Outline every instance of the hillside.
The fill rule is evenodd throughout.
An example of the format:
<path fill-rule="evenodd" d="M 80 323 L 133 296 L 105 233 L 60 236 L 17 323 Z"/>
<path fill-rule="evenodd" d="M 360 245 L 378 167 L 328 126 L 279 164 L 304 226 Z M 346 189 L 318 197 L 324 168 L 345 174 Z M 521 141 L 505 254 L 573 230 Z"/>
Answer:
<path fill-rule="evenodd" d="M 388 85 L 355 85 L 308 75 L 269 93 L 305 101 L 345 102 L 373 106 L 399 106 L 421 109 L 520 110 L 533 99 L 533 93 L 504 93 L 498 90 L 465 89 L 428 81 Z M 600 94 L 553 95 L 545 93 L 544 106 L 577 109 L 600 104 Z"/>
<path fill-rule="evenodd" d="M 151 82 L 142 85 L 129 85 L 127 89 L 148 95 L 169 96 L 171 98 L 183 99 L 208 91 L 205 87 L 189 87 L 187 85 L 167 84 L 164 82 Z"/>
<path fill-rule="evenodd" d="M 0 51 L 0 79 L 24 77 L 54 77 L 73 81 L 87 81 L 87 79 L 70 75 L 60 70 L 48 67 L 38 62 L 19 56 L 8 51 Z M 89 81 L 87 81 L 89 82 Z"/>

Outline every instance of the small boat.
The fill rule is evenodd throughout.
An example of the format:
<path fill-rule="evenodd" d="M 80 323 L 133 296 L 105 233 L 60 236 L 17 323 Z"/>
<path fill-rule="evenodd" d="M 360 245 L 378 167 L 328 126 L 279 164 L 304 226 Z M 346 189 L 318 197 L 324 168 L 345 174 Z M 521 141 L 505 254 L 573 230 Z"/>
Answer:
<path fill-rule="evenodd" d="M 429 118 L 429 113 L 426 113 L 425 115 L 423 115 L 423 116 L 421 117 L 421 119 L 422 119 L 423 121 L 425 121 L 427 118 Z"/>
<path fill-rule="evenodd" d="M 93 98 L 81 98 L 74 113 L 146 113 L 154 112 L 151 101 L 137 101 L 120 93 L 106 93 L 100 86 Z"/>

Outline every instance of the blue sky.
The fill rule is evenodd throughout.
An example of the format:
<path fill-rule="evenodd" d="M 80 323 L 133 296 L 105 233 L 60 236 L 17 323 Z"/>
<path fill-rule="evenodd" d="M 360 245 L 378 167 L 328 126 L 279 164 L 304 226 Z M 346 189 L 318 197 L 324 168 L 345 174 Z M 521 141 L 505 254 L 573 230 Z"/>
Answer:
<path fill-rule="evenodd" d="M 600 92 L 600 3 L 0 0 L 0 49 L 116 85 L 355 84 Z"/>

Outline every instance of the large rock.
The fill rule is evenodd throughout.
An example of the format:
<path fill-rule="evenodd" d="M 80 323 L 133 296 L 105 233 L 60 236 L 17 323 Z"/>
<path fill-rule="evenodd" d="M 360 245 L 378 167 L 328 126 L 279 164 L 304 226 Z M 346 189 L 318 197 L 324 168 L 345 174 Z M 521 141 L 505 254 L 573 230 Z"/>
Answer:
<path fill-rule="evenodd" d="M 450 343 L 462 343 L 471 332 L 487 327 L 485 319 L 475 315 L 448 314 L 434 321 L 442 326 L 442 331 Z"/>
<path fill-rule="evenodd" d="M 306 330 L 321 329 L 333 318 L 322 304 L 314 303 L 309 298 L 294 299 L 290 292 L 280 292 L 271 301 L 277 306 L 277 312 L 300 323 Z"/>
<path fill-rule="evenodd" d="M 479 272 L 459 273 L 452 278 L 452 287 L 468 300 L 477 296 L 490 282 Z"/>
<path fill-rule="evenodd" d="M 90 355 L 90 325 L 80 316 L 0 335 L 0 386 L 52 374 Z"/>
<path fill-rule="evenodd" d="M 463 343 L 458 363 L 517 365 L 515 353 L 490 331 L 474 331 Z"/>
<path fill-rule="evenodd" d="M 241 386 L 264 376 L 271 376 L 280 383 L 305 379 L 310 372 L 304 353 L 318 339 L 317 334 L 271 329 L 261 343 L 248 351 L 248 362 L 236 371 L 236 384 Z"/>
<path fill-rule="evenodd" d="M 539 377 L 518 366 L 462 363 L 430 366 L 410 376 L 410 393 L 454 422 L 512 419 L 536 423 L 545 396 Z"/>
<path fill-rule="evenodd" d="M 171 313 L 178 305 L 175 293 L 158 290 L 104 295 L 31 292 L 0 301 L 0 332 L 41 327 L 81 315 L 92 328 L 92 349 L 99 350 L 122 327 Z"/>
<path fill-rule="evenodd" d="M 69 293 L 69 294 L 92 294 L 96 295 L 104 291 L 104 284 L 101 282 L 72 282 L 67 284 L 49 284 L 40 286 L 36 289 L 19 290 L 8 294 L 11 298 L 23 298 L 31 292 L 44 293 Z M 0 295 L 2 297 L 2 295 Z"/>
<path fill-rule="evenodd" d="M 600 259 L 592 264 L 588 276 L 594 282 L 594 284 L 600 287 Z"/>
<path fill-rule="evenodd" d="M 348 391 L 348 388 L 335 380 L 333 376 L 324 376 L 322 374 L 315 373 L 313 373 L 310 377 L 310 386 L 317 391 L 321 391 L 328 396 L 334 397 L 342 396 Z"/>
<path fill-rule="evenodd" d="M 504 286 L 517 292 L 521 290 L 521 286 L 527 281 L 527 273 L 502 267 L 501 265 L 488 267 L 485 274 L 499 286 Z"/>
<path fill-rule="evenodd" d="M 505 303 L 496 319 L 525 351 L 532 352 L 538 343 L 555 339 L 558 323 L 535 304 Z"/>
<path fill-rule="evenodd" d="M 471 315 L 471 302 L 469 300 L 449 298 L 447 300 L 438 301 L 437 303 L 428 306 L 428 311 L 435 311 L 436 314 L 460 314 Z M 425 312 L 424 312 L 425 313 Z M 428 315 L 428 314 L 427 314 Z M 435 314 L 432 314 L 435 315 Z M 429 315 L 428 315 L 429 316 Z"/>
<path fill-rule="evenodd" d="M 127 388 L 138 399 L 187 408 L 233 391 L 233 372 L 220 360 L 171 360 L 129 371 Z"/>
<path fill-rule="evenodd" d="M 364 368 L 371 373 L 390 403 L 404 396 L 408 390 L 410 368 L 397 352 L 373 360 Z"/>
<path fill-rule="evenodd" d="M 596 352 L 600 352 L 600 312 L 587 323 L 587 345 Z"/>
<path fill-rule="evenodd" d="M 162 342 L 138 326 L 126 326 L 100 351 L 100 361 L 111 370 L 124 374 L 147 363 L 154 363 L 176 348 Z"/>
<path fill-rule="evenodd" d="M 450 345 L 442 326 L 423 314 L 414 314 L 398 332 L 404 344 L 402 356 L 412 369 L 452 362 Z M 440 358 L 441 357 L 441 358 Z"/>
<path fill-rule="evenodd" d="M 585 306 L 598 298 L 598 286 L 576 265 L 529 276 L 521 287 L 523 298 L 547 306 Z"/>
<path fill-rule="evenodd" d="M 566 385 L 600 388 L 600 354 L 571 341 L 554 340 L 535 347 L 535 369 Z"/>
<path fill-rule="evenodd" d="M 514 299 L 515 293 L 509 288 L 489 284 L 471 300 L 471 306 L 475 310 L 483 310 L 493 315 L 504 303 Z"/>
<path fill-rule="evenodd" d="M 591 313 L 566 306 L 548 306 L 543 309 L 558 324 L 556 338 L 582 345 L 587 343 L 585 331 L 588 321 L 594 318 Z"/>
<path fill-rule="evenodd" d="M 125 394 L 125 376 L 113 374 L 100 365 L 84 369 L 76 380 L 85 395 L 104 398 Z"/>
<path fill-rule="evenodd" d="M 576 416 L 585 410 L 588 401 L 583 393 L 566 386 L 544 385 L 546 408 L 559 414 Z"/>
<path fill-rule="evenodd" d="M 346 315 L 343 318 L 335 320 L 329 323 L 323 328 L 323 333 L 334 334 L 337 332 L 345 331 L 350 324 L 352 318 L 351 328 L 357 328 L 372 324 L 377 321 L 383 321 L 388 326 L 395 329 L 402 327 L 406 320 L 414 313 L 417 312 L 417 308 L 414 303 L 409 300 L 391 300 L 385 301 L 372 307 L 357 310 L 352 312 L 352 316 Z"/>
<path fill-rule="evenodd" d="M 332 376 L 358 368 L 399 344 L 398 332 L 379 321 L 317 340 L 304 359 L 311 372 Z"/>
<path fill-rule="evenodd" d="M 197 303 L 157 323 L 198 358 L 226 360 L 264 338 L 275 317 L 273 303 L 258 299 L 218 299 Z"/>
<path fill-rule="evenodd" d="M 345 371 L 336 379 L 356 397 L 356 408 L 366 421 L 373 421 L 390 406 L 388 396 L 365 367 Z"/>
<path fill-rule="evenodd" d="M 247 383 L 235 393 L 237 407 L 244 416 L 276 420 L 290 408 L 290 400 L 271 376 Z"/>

Activity = Lines from the start of the records through the one containing "Outline every instance of the large rock." are what should be retyped, exactly and in full, both ends included.

Task answer =
Outline every instance of the hillside.
The fill rule is evenodd throughout.
An example of the format:
<path fill-rule="evenodd" d="M 80 323 L 133 296 L 105 233 L 60 236 L 17 323 Z"/>
<path fill-rule="evenodd" d="M 360 245 L 378 167 L 328 126 L 279 164 L 304 226 Z M 346 189 L 318 197 L 324 168 L 345 174 Z M 521 141 L 505 254 L 573 230 Z"/>
Answer:
<path fill-rule="evenodd" d="M 388 85 L 355 85 L 308 75 L 269 93 L 305 101 L 345 102 L 373 106 L 399 106 L 421 109 L 520 110 L 533 99 L 533 93 L 504 93 L 498 90 L 465 89 L 428 81 Z M 600 94 L 553 95 L 545 93 L 544 106 L 577 109 L 600 104 Z"/>
<path fill-rule="evenodd" d="M 151 82 L 142 85 L 129 85 L 127 89 L 148 95 L 169 96 L 171 98 L 183 99 L 208 91 L 205 87 L 189 87 L 187 85 L 167 84 L 164 82 Z"/>
<path fill-rule="evenodd" d="M 0 51 L 0 79 L 24 77 L 54 77 L 73 81 L 87 81 L 87 79 L 70 75 L 60 70 L 48 67 L 38 62 L 19 56 L 8 51 Z M 89 81 L 87 81 L 89 82 Z"/>

Outline every instance of the small boat.
The fill rule is evenodd throughout.
An example of the format:
<path fill-rule="evenodd" d="M 80 323 L 133 296 L 105 233 L 60 236 L 17 323 Z"/>
<path fill-rule="evenodd" d="M 360 245 L 378 167 L 328 126 L 279 164 L 304 226 Z M 346 189 L 318 197 L 324 168 L 345 174 Z M 521 141 L 505 254 L 573 230 Z"/>
Answer:
<path fill-rule="evenodd" d="M 429 118 L 429 113 L 426 113 L 425 115 L 423 115 L 423 116 L 421 117 L 421 119 L 422 119 L 423 121 L 425 121 L 427 118 Z"/>
<path fill-rule="evenodd" d="M 93 98 L 81 98 L 74 113 L 146 113 L 154 112 L 151 101 L 137 101 L 120 93 L 106 93 L 100 86 Z"/>

Outline every instance of the blue sky.
The fill rule is evenodd throughout.
An example of the format:
<path fill-rule="evenodd" d="M 80 323 L 133 296 L 105 233 L 60 236 L 17 323 Z"/>
<path fill-rule="evenodd" d="M 360 245 L 378 167 L 328 126 L 279 164 L 304 226 Z M 346 189 L 318 197 L 324 168 L 345 174 Z M 521 141 L 505 254 L 573 230 Z"/>
Answer:
<path fill-rule="evenodd" d="M 600 92 L 600 3 L 0 0 L 0 49 L 116 85 L 355 84 Z"/>

Outline every instance of the large rock.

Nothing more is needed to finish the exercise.